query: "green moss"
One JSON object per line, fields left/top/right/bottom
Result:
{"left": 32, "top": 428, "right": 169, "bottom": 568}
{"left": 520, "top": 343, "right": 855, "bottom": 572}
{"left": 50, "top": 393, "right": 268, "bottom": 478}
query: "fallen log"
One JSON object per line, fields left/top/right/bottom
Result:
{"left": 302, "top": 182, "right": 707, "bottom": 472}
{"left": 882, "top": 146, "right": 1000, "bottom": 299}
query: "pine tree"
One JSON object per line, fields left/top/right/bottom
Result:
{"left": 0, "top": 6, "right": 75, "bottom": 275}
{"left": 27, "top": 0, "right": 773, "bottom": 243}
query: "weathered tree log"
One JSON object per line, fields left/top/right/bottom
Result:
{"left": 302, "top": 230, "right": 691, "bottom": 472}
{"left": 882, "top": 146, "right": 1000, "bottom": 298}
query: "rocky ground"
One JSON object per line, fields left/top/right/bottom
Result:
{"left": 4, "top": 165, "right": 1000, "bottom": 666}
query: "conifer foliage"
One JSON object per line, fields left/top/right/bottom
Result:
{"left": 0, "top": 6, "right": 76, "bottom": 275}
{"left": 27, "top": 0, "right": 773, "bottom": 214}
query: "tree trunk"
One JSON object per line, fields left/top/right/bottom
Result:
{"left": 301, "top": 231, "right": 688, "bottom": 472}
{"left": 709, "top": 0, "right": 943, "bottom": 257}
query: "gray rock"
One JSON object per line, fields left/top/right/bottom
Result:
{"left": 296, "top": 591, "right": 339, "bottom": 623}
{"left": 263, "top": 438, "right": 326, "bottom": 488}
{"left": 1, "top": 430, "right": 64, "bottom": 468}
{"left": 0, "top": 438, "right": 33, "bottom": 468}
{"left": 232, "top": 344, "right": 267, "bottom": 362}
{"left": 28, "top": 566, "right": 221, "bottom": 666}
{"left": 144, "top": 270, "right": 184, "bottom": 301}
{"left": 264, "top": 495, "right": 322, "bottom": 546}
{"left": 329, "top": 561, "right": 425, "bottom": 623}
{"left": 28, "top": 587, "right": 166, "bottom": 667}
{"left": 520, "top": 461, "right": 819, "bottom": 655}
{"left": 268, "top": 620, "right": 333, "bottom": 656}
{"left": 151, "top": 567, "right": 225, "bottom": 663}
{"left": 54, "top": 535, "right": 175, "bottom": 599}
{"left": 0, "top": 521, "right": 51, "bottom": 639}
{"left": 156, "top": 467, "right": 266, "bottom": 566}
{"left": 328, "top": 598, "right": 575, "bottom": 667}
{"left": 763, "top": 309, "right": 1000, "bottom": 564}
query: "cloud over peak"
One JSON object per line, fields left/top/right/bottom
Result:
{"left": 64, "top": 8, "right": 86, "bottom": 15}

## What the exercise asks
Give the entries again, every one of them exactly.

## The answer
query: "green moss"
One JSON object per line, fields left/top/right/bottom
Result:
{"left": 32, "top": 428, "right": 169, "bottom": 568}
{"left": 520, "top": 343, "right": 855, "bottom": 572}
{"left": 50, "top": 393, "right": 268, "bottom": 478}
query: "fallen log"
One JSON object per line, fields left/top/right/bottom
Result:
{"left": 302, "top": 182, "right": 707, "bottom": 472}
{"left": 882, "top": 146, "right": 1000, "bottom": 299}
query: "pine tree"
One JSON object per line, fields left/top/right/bottom
Result:
{"left": 0, "top": 6, "right": 75, "bottom": 275}
{"left": 27, "top": 0, "right": 773, "bottom": 243}
query: "weathered tree log"
One JSON object per line, fields left/top/right/bottom
Result:
{"left": 302, "top": 230, "right": 691, "bottom": 472}
{"left": 882, "top": 146, "right": 1000, "bottom": 298}
query: "rocky ground"
One JSON object per line, fields left/top/right/bottom
Result:
{"left": 4, "top": 165, "right": 1000, "bottom": 666}
query: "conifer foliage"
One JSON object per line, fields left/top/right/bottom
Result:
{"left": 0, "top": 6, "right": 76, "bottom": 275}
{"left": 27, "top": 0, "right": 773, "bottom": 214}
query: "tree trunk"
One JSON object per line, fields left/top/right/bottom
Result:
{"left": 301, "top": 231, "right": 688, "bottom": 472}
{"left": 709, "top": 0, "right": 943, "bottom": 257}
query: "gray rock"
One JSON object per line, fields left/top/right/bottom
Result:
{"left": 296, "top": 591, "right": 339, "bottom": 623}
{"left": 263, "top": 438, "right": 326, "bottom": 488}
{"left": 1, "top": 430, "right": 64, "bottom": 468}
{"left": 0, "top": 438, "right": 33, "bottom": 468}
{"left": 232, "top": 344, "right": 267, "bottom": 362}
{"left": 28, "top": 566, "right": 221, "bottom": 666}
{"left": 144, "top": 270, "right": 184, "bottom": 301}
{"left": 264, "top": 495, "right": 322, "bottom": 546}
{"left": 329, "top": 561, "right": 425, "bottom": 623}
{"left": 28, "top": 587, "right": 166, "bottom": 667}
{"left": 520, "top": 461, "right": 819, "bottom": 655}
{"left": 268, "top": 620, "right": 333, "bottom": 656}
{"left": 151, "top": 567, "right": 225, "bottom": 663}
{"left": 54, "top": 535, "right": 175, "bottom": 599}
{"left": 0, "top": 521, "right": 51, "bottom": 639}
{"left": 156, "top": 467, "right": 266, "bottom": 566}
{"left": 328, "top": 598, "right": 575, "bottom": 667}
{"left": 763, "top": 309, "right": 1000, "bottom": 564}
query: "cloud over peak"
One JSON object per line, fields left/top/right/bottom
Result:
{"left": 64, "top": 8, "right": 86, "bottom": 15}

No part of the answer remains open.